• TASK DESCRIPTION
Using the records provided below, locate and copy each line that contains the word "curtain".

• RECORDS FOR THE EXERCISE
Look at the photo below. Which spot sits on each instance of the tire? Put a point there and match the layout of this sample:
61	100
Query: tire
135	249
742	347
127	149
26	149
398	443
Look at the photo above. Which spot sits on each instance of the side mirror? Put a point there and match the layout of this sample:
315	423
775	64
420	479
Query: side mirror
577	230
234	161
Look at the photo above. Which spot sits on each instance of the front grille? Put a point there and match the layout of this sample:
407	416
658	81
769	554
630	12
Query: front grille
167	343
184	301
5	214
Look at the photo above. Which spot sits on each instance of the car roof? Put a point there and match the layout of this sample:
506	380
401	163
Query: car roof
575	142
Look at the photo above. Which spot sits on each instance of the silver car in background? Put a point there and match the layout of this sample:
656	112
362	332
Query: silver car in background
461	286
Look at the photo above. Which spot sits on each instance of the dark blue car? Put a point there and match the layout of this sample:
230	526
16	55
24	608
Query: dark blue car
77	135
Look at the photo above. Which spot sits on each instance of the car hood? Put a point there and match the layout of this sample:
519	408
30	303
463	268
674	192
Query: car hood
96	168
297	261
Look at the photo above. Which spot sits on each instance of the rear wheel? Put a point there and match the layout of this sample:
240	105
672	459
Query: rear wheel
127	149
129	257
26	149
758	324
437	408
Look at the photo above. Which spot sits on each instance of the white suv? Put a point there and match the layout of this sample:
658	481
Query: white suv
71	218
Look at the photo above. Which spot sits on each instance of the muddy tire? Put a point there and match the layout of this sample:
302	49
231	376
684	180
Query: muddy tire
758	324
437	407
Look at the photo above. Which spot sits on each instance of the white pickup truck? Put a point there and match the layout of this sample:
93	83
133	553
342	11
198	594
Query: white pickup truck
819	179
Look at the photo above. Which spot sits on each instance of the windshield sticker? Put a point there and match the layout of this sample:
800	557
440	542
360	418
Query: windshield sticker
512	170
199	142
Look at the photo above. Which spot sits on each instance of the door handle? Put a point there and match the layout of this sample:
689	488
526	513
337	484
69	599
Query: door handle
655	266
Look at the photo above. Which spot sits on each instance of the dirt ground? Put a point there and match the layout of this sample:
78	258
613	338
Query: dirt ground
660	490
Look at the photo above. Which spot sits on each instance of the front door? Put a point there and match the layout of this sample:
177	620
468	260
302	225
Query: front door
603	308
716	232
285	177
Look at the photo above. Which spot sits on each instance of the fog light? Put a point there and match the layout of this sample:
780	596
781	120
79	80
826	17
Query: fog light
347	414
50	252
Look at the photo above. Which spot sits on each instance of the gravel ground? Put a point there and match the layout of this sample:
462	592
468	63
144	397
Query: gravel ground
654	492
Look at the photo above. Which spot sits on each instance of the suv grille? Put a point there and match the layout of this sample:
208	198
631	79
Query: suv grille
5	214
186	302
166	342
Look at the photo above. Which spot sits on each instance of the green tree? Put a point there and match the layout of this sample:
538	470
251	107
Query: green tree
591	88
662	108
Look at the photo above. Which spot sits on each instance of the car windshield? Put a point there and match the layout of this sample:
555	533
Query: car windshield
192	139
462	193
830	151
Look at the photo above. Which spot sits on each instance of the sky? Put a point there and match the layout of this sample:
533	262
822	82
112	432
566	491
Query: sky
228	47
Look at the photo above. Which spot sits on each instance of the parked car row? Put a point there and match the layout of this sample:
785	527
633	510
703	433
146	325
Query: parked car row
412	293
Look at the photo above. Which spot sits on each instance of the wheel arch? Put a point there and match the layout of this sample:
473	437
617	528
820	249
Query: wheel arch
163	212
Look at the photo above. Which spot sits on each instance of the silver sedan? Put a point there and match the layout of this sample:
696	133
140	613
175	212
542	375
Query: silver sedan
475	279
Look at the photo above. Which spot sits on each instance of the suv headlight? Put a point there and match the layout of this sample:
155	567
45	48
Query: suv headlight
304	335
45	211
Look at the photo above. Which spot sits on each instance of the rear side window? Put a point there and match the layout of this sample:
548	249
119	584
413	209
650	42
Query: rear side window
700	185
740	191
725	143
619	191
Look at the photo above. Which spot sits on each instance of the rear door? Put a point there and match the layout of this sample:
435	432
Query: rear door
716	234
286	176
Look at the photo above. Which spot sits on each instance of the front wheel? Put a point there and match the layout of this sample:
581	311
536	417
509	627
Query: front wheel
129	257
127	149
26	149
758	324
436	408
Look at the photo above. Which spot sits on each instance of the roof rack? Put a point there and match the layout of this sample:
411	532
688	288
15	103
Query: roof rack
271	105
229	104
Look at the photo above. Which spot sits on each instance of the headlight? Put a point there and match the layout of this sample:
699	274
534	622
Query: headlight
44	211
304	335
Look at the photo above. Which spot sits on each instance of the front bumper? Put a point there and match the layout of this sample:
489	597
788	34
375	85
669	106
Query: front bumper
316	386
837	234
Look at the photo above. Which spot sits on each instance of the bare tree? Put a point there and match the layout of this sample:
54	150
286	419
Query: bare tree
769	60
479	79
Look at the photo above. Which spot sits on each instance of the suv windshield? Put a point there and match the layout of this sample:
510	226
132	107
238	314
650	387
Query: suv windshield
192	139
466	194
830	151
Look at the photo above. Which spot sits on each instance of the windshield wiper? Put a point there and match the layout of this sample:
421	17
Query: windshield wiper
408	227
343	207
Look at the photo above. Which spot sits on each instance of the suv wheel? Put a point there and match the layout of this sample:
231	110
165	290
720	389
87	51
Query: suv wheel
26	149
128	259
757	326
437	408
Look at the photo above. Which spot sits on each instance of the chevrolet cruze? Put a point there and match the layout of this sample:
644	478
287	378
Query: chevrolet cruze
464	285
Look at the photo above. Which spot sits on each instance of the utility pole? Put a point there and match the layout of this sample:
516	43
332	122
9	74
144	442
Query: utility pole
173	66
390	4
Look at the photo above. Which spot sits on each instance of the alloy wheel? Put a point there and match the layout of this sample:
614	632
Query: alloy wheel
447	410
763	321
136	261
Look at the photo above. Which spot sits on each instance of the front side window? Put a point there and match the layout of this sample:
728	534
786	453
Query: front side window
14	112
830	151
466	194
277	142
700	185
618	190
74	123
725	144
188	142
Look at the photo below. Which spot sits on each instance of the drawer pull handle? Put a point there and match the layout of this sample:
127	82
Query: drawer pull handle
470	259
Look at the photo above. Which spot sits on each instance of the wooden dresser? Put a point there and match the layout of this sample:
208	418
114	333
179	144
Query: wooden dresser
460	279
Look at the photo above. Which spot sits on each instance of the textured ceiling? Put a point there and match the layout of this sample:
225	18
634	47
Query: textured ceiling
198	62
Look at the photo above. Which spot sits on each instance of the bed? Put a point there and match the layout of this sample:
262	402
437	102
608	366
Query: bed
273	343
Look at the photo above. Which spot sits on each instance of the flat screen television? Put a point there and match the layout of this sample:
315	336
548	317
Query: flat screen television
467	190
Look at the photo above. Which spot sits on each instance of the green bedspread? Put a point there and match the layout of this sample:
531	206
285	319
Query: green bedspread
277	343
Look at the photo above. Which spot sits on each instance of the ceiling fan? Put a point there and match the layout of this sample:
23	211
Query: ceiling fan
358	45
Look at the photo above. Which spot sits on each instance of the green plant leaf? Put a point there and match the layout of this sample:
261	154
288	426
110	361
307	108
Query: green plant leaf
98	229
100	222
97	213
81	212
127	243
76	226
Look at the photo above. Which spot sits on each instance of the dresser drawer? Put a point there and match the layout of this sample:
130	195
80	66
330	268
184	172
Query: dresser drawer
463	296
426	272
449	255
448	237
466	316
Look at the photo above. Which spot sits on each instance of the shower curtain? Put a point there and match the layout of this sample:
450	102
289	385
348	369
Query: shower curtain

• TASK RESULT
Look at the photo above. Which spot sits on each instance of the shower curtain? Put a point there and match the layout of this sample:
Query: shower curtain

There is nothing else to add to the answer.